Each entry must be output exactly as it appears.

-- INFORMATION GIVEN follows --

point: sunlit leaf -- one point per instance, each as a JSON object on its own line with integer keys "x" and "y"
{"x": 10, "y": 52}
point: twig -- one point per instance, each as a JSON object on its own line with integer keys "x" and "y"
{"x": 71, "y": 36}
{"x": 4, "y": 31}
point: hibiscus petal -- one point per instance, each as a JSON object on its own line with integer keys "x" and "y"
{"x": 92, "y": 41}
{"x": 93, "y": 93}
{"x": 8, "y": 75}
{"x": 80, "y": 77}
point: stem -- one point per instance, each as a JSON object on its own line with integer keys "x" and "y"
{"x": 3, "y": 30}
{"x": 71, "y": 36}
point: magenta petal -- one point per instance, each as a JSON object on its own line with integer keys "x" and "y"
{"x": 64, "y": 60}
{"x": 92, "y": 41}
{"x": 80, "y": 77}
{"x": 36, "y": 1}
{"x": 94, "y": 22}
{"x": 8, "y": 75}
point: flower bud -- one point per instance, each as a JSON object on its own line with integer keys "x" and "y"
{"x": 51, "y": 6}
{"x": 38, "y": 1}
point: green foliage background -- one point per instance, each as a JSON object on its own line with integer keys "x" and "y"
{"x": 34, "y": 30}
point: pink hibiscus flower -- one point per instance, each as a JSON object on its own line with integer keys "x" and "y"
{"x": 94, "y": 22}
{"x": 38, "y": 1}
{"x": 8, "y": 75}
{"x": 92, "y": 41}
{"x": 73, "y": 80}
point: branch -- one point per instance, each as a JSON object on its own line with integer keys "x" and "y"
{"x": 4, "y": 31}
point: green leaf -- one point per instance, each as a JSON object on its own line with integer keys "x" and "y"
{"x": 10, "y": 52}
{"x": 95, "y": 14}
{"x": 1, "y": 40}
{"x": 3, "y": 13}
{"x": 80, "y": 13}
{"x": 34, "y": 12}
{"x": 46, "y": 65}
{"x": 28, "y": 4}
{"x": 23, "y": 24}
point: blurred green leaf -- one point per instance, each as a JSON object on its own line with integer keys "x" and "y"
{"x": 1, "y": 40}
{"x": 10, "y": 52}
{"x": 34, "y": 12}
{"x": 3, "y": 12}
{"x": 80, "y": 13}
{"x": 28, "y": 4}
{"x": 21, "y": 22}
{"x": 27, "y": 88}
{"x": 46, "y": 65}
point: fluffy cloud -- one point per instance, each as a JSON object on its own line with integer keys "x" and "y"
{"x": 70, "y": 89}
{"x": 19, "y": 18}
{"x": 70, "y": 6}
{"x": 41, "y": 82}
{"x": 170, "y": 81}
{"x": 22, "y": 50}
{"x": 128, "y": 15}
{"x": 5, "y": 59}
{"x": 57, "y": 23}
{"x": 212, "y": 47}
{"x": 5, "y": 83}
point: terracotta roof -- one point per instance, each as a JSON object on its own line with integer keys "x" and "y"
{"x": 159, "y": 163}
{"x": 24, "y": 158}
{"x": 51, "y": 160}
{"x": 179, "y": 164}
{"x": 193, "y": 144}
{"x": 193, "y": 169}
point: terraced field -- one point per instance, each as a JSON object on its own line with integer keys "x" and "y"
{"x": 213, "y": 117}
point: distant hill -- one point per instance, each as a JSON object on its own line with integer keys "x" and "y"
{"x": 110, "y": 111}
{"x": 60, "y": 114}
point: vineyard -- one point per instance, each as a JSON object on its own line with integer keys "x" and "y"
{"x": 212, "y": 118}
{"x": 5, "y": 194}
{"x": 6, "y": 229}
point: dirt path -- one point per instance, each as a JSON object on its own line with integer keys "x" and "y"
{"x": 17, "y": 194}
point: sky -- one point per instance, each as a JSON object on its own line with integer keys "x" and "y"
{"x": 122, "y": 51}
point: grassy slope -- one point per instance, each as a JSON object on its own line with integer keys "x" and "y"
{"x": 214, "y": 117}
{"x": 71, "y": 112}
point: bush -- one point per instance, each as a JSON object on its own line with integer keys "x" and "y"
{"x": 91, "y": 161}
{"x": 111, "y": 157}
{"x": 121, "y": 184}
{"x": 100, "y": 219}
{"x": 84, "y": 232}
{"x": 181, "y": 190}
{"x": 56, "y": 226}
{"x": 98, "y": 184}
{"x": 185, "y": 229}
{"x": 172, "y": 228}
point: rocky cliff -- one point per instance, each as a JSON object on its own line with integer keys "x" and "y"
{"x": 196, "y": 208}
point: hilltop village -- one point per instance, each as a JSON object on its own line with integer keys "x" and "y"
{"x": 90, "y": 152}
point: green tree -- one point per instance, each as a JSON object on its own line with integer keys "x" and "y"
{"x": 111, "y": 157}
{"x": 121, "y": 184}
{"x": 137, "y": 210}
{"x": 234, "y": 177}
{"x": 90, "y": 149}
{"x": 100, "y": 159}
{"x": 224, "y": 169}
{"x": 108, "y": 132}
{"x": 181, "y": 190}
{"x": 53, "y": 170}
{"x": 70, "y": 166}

-- INFORMATION GIVEN concluded --

TASK SOLUTION:
point: sunlit leaf -- one point per instance, each as a JSON object on its own line with integer keys "x" and "y"
{"x": 10, "y": 52}
point: twig -- one point per instance, each as a JSON object on its own line with integer keys "x" and "y"
{"x": 71, "y": 36}
{"x": 4, "y": 31}
point: hibiscus petal -- one point per instance, each as a JSON object on its own line with integer keys "x" and "y"
{"x": 92, "y": 41}
{"x": 93, "y": 93}
{"x": 8, "y": 75}
{"x": 80, "y": 77}
point: stem -- one point per instance, each as a JSON object on its own line with integer keys "x" and "y"
{"x": 3, "y": 30}
{"x": 71, "y": 36}
point: magenta petal -- one point per instance, each as a JSON object on its own line with integer keys "x" and "y"
{"x": 64, "y": 60}
{"x": 92, "y": 41}
{"x": 80, "y": 77}
{"x": 36, "y": 1}
{"x": 94, "y": 22}
{"x": 8, "y": 75}
point: flower bud -- one point per instance, each as a JSON object on its own line with integer keys "x" and "y"
{"x": 51, "y": 6}
{"x": 38, "y": 1}
point: green foliage background -- one point per instance, each as a JSON object on its own line with integer keys "x" and "y"
{"x": 34, "y": 30}
point: pink hibiscus flower -- one point per instance, each as a JSON object on its own line with integer keys "x" and "y"
{"x": 94, "y": 22}
{"x": 38, "y": 1}
{"x": 8, "y": 75}
{"x": 92, "y": 41}
{"x": 73, "y": 80}
point: branch -- one point per instance, each as a JSON object on its own line with integer keys "x" and "y"
{"x": 4, "y": 31}
point: green leaf -- one point per instance, each as a JSON object on its own line with integer keys "x" and "y"
{"x": 10, "y": 52}
{"x": 95, "y": 14}
{"x": 1, "y": 40}
{"x": 3, "y": 13}
{"x": 80, "y": 13}
{"x": 34, "y": 12}
{"x": 46, "y": 65}
{"x": 28, "y": 4}
{"x": 23, "y": 24}
point: blurred green leaf -- one point per instance, each as a JSON object on its own line with integer keys "x" and "y"
{"x": 1, "y": 40}
{"x": 10, "y": 52}
{"x": 34, "y": 12}
{"x": 3, "y": 12}
{"x": 80, "y": 13}
{"x": 28, "y": 4}
{"x": 21, "y": 22}
{"x": 27, "y": 88}
{"x": 46, "y": 65}
point: fluffy cloud -- one point per instance, each as a JSON object on its own line with integer keys "x" and "y"
{"x": 70, "y": 89}
{"x": 19, "y": 18}
{"x": 70, "y": 6}
{"x": 41, "y": 82}
{"x": 170, "y": 81}
{"x": 22, "y": 50}
{"x": 128, "y": 15}
{"x": 5, "y": 59}
{"x": 57, "y": 23}
{"x": 212, "y": 47}
{"x": 5, "y": 83}
point: terracotta roof -- one point per instance, each as a JSON object on its own line with integer keys "x" and "y"
{"x": 159, "y": 163}
{"x": 24, "y": 158}
{"x": 51, "y": 160}
{"x": 179, "y": 164}
{"x": 193, "y": 144}
{"x": 193, "y": 169}
point: terraced field -- one point per instance, each as a JSON object on its own line with integer keys "x" and "y"
{"x": 213, "y": 117}
point: distant hill -- one point per instance, each as a JSON object on its own line with integer keys "x" and "y"
{"x": 110, "y": 111}
{"x": 60, "y": 114}
point: vineyard -- one point per instance, each as a JSON object on its own line with integer keys "x" and "y"
{"x": 212, "y": 118}
{"x": 5, "y": 194}
{"x": 6, "y": 229}
point: dirt path -- one point per instance, each as a JSON object on its own line with integer keys "x" and "y"
{"x": 17, "y": 194}
point: sky -- one point per instance, each as a JSON object on its own line with integer keys "x" and "y"
{"x": 122, "y": 51}
point: grassy slope -- one point per instance, each as a JSON object on its own line with integer keys "x" and "y"
{"x": 214, "y": 117}
{"x": 71, "y": 112}
point: bush -- one point per instance, each as a JSON object on its own line with integer keys "x" and "y"
{"x": 91, "y": 161}
{"x": 111, "y": 157}
{"x": 121, "y": 184}
{"x": 100, "y": 219}
{"x": 84, "y": 232}
{"x": 181, "y": 190}
{"x": 56, "y": 226}
{"x": 98, "y": 184}
{"x": 185, "y": 229}
{"x": 172, "y": 228}
point: rocky cliff -- one point per instance, each as a JSON object on its own line with integer keys "x" and "y"
{"x": 196, "y": 208}
point: hilltop village -- one point per instance, each as a JSON object on its own line with integer keys "x" and "y"
{"x": 90, "y": 152}
point: green tree -- one point per instance, each as a JSON object on its own line with integer keys "x" and "y"
{"x": 111, "y": 157}
{"x": 121, "y": 184}
{"x": 137, "y": 210}
{"x": 234, "y": 177}
{"x": 90, "y": 149}
{"x": 100, "y": 159}
{"x": 224, "y": 169}
{"x": 108, "y": 132}
{"x": 181, "y": 190}
{"x": 53, "y": 170}
{"x": 70, "y": 166}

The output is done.